Task description >>
Each record below should be repeated precisely as written.

Collected data entries
§

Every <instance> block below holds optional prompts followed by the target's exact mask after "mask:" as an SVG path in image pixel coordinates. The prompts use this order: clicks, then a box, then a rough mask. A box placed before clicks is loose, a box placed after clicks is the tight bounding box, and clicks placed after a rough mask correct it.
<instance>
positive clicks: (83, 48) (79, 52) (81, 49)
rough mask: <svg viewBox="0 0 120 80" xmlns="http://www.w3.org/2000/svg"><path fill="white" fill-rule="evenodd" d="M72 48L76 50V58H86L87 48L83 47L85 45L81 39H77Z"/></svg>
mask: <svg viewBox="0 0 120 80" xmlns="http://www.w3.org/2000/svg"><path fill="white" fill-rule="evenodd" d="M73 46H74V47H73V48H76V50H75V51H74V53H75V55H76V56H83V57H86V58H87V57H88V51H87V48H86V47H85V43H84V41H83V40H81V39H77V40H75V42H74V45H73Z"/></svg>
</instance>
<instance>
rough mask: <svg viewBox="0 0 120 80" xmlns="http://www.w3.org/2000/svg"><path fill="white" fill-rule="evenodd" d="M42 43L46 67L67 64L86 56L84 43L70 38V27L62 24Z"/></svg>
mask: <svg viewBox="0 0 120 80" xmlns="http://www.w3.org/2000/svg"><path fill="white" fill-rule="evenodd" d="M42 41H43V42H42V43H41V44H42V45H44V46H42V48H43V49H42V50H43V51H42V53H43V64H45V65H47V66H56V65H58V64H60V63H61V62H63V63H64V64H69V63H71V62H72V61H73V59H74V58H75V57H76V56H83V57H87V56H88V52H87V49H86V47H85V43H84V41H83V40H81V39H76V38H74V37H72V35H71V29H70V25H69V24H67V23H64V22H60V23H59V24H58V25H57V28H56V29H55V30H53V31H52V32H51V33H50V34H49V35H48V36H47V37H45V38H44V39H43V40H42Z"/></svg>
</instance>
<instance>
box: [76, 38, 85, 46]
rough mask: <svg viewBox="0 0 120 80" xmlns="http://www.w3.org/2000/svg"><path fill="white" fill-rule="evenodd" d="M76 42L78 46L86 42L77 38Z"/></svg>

§

Your response >>
Every <instance> block below holds optional prompts followed by the target's exact mask after "mask:" as an SVG path in image pixel coordinates. The prompts use this order: clicks, then a box, then a rough mask. A box placed before clicks is loose, a box placed after clicks is the tight bounding box, and clicks placed after a rough mask correct it.
<instance>
positive clicks: (83, 48) (79, 52) (81, 49)
rough mask: <svg viewBox="0 0 120 80" xmlns="http://www.w3.org/2000/svg"><path fill="white" fill-rule="evenodd" d="M72 48L76 50V58H86L87 48L83 47L85 45L81 39H77Z"/></svg>
mask: <svg viewBox="0 0 120 80" xmlns="http://www.w3.org/2000/svg"><path fill="white" fill-rule="evenodd" d="M73 46H74V47H73V48H76V50H75V51H74V53H75V55H76V56H83V57H86V58H87V57H88V51H87V48H86V47H85V43H84V41H83V40H81V39H77V40H75V42H74V45H73Z"/></svg>
</instance>
<instance>
rough mask: <svg viewBox="0 0 120 80" xmlns="http://www.w3.org/2000/svg"><path fill="white" fill-rule="evenodd" d="M42 43L46 67L67 64L86 56L84 43L70 38V27L62 24Z"/></svg>
mask: <svg viewBox="0 0 120 80" xmlns="http://www.w3.org/2000/svg"><path fill="white" fill-rule="evenodd" d="M42 41H43V42H42V43H41V44H42V45H44V46H42V48H43V49H42V50H43V51H42V53H43V64H45V65H47V66H56V65H58V64H60V63H61V62H63V63H64V64H69V63H71V62H72V61H73V59H74V58H75V57H76V56H83V57H87V56H88V52H87V49H86V47H85V43H84V41H83V40H81V39H76V38H74V37H72V35H71V29H70V25H69V24H67V23H64V22H60V23H59V24H58V25H57V28H56V29H55V30H53V31H52V32H51V33H50V34H49V35H48V36H47V37H45V38H44V39H43V40H42Z"/></svg>
</instance>
<instance>
box: [76, 38, 85, 46]
rough mask: <svg viewBox="0 0 120 80" xmlns="http://www.w3.org/2000/svg"><path fill="white" fill-rule="evenodd" d="M76 42L78 46L86 42L77 38Z"/></svg>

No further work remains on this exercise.